**Excerpt to read**
========================

Patients with an infected diabetic foot ulcer are being urged for quick referral and specialist care if required.
UK researchers have issued the warning following a new report revealing that prognosis from infected diabetes foot ulcers are worse than previously thought.
Around one in 10 people with diabetes develop a foot ulcer at some point, but maintaining good blood glucose control and taking good care of your feet can reduce this risk. Attending annual health checks with your doctor is pivotal so your feet can be examined for any signs of damage.
“The key point is that people need to be seen quickly if an ulcer begins to form; that gives health workers the greatest chance of trying to treat the condition,” said co-author Michael Backhouse, PhD, University of Leeds.
He added that this new data “should be useful to clinicians in various care settings to help identify people most at risk of poor outcomes who may need prioritization for increased interventions or referral to specialist centres.”
The study entailed a 12-month follow-up of 250 people with diabetes who had participated in the Concordance in Diabetic Foot Ulcer Infection (CODIFI) study. The analysis showed that even if a patient’s ulcer healed, around 10 per cent experienced a recurrence within 12 months. One in seven individuals had all or part of their foot amputated.
Other findings included ulcers taking longer to heal than previously thought, which was associated with poorer health outcomes.
Senior author E Andrea Nelso, PhD, RGN, University of Leeds, stated that the cohort was representative of the overall NHS patient population in England, with very few exclusion criteria, therefore the findings will apply broadly to people with infected diabetic foot ulcers in other countries.
Nelson and colleagues concluded that their findings should help doctors prioritise most at-risk patients, and added the data should also be useful to inform the design and analysis of future clinical studies.
The findings appear online in the journal Diabetic Medicine.

========================

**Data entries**

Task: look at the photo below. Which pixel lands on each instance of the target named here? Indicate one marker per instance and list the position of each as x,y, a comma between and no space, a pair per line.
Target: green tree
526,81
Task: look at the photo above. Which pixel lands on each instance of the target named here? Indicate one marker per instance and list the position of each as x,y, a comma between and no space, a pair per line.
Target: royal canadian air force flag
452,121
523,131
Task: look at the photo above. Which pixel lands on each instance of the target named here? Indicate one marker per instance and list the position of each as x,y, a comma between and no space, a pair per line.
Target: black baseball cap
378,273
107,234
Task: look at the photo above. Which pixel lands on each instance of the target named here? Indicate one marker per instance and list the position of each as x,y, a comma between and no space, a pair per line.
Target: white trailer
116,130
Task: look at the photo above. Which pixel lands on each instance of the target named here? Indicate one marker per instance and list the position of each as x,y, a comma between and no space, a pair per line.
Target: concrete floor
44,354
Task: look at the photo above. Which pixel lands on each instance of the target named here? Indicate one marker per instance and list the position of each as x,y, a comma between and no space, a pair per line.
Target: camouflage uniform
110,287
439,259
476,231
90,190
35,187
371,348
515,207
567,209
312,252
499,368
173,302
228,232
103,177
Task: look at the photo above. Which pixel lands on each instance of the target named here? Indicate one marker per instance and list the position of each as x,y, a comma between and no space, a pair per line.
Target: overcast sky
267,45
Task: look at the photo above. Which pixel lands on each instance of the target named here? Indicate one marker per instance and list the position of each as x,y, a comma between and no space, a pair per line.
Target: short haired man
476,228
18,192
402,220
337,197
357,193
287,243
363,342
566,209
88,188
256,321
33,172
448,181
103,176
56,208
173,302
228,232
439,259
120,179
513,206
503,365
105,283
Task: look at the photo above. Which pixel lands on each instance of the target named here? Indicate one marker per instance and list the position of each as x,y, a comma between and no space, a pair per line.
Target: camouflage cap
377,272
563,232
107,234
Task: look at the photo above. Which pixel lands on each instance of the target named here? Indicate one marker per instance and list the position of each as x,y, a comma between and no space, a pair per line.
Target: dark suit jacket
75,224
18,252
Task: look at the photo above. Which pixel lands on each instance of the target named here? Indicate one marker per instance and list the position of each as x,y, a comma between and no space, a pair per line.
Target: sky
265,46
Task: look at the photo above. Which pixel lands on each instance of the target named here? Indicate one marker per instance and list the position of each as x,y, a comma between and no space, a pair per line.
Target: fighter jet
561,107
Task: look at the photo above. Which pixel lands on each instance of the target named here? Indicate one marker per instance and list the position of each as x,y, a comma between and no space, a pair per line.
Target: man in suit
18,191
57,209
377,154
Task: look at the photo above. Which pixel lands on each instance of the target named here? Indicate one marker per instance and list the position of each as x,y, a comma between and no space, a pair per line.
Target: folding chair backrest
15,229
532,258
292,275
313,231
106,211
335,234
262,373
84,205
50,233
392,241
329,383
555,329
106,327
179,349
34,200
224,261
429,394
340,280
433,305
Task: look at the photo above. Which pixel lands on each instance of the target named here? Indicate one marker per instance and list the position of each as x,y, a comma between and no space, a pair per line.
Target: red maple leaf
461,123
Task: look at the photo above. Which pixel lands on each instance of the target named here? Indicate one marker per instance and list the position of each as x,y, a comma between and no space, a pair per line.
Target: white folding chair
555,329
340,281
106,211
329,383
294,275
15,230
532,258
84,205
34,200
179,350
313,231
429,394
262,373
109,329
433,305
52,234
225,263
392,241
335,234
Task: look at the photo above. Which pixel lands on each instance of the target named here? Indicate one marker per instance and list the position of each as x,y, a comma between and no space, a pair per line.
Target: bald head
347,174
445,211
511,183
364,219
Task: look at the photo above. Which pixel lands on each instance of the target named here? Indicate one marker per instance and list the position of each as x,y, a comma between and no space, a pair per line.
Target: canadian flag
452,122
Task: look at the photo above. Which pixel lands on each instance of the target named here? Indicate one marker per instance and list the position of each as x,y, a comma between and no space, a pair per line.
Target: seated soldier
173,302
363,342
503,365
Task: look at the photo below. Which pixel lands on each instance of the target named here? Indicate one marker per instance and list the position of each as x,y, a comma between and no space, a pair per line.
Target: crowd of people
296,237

========================

**Check your understanding**
1. Give each proportion of people that the article on infected diabetic foot ulcers states, with what that proportion refers to.
2. Decide whether each statement agrees with the article on infected diabetic foot ulcers, answering yes or no and quoting the words that settle it: (a) the study followed 250 people with diabetes for 12 months; (b) ulcers healed faster than previously thought; (c) the cohort had many exclusion criteria.

**Results of the tasks**
1.
- Around one in 10 people with diabetes develop a foot ulcer at some point.
- Around 10 per cent of patients whose ulcer healed experienced a recurrence within 12 months.
- One in seven individuals had all or part of their foot amputated.

2.
(a) Yes: "The study entailed a 12-month follow-up of 250 people with diabetes"
(b) No: "ulcers taking longer to heal than previously thought"
(c) No: "with very few exclusion criteria"